"""

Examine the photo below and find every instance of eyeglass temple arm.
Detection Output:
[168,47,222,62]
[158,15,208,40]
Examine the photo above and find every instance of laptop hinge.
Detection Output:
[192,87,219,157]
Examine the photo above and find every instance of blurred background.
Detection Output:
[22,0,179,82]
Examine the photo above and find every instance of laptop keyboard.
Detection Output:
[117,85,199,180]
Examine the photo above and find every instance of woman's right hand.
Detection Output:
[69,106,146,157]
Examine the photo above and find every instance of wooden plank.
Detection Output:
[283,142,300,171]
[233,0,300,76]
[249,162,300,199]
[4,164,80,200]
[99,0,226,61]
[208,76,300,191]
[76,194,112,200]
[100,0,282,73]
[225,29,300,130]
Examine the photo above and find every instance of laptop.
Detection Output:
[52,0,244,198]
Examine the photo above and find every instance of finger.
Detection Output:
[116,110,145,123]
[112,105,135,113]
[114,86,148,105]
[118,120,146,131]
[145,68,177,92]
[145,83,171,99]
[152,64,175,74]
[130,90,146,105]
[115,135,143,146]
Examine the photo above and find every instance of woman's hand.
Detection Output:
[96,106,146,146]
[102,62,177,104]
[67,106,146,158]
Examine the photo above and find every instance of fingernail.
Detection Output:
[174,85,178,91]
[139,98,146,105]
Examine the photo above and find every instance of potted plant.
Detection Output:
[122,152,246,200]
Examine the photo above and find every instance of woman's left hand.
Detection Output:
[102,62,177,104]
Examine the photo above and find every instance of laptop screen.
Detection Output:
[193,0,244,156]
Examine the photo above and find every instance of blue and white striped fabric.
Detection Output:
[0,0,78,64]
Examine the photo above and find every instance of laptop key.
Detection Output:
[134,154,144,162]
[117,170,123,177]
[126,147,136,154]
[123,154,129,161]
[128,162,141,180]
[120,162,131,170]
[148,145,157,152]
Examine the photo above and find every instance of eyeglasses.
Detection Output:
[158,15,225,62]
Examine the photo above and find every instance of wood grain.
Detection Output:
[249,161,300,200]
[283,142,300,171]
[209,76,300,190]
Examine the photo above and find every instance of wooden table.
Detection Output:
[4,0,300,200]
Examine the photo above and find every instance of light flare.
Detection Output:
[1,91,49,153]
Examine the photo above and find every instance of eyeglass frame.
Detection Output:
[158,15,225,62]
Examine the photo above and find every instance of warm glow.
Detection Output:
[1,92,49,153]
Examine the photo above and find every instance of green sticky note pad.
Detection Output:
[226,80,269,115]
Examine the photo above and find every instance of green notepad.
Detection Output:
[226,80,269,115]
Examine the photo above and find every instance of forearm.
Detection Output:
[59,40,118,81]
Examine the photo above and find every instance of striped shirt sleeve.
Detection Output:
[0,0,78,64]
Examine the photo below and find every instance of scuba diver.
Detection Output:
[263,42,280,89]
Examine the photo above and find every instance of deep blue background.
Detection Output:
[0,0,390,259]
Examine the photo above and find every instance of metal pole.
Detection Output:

"""
"""

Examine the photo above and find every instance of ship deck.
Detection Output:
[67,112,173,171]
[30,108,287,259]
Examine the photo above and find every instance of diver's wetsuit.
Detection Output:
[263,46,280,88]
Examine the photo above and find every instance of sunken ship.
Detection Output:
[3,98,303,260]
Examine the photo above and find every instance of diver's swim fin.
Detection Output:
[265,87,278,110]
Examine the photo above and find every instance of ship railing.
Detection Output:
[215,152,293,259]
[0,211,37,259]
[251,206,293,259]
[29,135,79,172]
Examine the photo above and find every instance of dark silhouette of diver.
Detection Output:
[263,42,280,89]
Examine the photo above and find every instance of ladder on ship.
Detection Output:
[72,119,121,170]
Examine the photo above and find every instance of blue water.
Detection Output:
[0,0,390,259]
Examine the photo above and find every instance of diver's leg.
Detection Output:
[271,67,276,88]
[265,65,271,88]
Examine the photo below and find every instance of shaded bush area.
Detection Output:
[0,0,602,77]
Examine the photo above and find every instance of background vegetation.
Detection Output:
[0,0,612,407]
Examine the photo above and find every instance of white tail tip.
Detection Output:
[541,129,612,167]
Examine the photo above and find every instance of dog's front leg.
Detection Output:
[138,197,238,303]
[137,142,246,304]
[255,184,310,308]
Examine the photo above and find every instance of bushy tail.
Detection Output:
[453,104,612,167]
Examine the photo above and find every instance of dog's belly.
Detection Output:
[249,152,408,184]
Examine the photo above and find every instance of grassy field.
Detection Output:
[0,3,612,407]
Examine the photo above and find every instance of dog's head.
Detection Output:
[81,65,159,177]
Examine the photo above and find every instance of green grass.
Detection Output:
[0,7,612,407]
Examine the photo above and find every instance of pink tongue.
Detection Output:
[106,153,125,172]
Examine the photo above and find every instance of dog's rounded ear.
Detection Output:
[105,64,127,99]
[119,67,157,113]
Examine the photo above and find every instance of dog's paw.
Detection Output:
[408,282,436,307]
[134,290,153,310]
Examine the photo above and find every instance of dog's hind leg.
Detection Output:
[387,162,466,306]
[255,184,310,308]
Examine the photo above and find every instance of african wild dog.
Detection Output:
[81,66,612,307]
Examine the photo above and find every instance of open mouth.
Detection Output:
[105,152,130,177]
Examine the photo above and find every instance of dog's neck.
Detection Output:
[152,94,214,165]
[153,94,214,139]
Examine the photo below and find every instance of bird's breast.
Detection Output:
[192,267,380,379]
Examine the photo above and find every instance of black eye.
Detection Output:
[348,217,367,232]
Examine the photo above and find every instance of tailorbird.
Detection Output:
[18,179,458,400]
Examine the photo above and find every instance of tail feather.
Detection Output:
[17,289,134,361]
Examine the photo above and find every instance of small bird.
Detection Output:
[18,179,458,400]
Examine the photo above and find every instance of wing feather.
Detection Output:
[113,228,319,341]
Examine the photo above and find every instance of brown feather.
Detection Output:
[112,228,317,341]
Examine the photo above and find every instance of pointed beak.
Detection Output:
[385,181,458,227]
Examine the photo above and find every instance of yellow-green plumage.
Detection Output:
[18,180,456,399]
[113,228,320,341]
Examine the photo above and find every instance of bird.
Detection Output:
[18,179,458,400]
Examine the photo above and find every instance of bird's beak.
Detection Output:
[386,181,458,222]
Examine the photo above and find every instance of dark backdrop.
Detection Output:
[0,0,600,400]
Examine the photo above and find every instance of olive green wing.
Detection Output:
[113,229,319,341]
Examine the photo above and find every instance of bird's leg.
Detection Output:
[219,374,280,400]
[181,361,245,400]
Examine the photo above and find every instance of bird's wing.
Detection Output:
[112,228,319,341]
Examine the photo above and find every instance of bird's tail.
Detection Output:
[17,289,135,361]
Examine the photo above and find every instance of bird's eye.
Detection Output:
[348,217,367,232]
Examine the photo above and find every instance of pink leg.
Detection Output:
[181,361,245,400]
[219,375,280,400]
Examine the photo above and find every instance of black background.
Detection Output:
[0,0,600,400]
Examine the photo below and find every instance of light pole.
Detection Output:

"""
"""

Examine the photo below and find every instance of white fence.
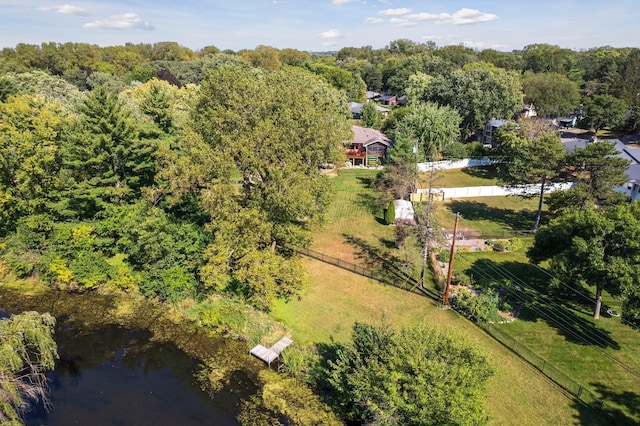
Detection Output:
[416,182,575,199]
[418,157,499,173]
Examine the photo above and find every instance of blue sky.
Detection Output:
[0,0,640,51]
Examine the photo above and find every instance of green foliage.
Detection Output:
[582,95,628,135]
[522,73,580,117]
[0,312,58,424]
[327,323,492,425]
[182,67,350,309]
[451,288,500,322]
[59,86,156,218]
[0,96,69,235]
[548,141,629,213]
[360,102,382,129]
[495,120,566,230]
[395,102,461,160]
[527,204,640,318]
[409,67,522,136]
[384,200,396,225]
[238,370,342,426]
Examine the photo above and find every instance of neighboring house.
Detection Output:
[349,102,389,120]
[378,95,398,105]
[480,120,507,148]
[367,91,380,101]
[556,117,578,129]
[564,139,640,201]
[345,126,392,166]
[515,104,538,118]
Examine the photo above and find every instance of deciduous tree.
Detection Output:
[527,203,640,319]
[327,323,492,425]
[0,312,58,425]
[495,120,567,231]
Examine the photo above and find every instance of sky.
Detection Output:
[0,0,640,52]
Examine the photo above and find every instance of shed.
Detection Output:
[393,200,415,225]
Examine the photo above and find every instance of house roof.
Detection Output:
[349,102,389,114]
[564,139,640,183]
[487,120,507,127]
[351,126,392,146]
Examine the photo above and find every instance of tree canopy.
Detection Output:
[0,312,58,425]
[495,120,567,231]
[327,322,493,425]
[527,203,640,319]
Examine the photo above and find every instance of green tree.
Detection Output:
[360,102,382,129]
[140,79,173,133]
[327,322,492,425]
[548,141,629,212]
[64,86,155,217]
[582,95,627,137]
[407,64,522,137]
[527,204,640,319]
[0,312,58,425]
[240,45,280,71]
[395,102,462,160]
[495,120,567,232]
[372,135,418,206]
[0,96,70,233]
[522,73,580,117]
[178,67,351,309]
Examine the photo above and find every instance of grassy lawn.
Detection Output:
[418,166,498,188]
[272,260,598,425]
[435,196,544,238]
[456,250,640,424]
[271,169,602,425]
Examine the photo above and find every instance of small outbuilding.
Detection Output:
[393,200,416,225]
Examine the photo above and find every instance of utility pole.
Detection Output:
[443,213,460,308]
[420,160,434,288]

"""

Format the lines above, from the line with "Examine the photo above and find every instance of bushy" to the line with "[17,289,134,361]", as a Markdown table with the columns Row and Text, numbering each line and skipping any blank ones.

| Row | Text |
|---|---|
| 1 | Examine the photo above and find every instance of bushy tail. |
| 2 | Detection Output: |
| 3 | [453,104,612,167] |
| 4 | Examine the photo above and find every instance of dog's belly. |
| 5 | Detection Output: |
| 6 | [249,152,408,184] |
| 7 | Examine the photo above and find every instance of grassy field. |
| 8 | Detection Output: |
| 9 | [0,3,612,407] |
| 10 | Examine the photo above and find every instance of dog's head. |
| 11 | Detection Output: |
| 12 | [81,65,159,177] |
| 13 | Examine the photo above and find every instance of green grass. |
| 14 | Detection Output: |
| 15 | [0,7,612,407] |
| 16 | Examine the photo above and find every instance of pink tongue. |
| 17 | Detection Output: |
| 18 | [106,153,125,172] |
| 19 | Examine the photo above and find every instance of dog's rounded ear. |
| 20 | Detection Output: |
| 21 | [105,64,127,99] |
| 22 | [119,67,157,113] |
| 23 | Examine the photo above and find every instance of dog's paw. |
| 24 | Detection Output: |
| 25 | [408,282,436,307] |
| 26 | [134,290,153,310] |
| 27 | Examine the photo above and find every instance of dog's hind leg. |
| 28 | Detection Output: |
| 29 | [387,162,466,306] |
| 30 | [255,184,310,308] |
| 31 | Examine the photo above and find every instance of african wild dog. |
| 32 | Detection Output: |
| 33 | [81,66,612,307] |
| 34 | Examine the photo above and find every instance of open mouth. |
| 35 | Detection Output: |
| 36 | [105,152,130,177] |
| 37 | Examine the photo above and find every instance of dog's neck. |
| 38 | Detection Output: |
| 39 | [152,94,214,165] |
| 40 | [153,94,214,139] |
| 41 | Examine the photo below and find every instance of bird's breast. |
| 42 | Detection Output: |
| 43 | [192,267,380,379] |
| 44 | Examine the photo above and find every instance of black eye. |
| 45 | Detection Output: |
| 46 | [348,217,367,232] |
| 47 | Examine the photo above and find every instance of tailorbird. |
| 48 | Detection Output: |
| 49 | [18,179,458,400] |
| 50 | Examine the photo above and find every instance of tail feather. |
| 51 | Detection Output: |
| 52 | [17,289,134,361] |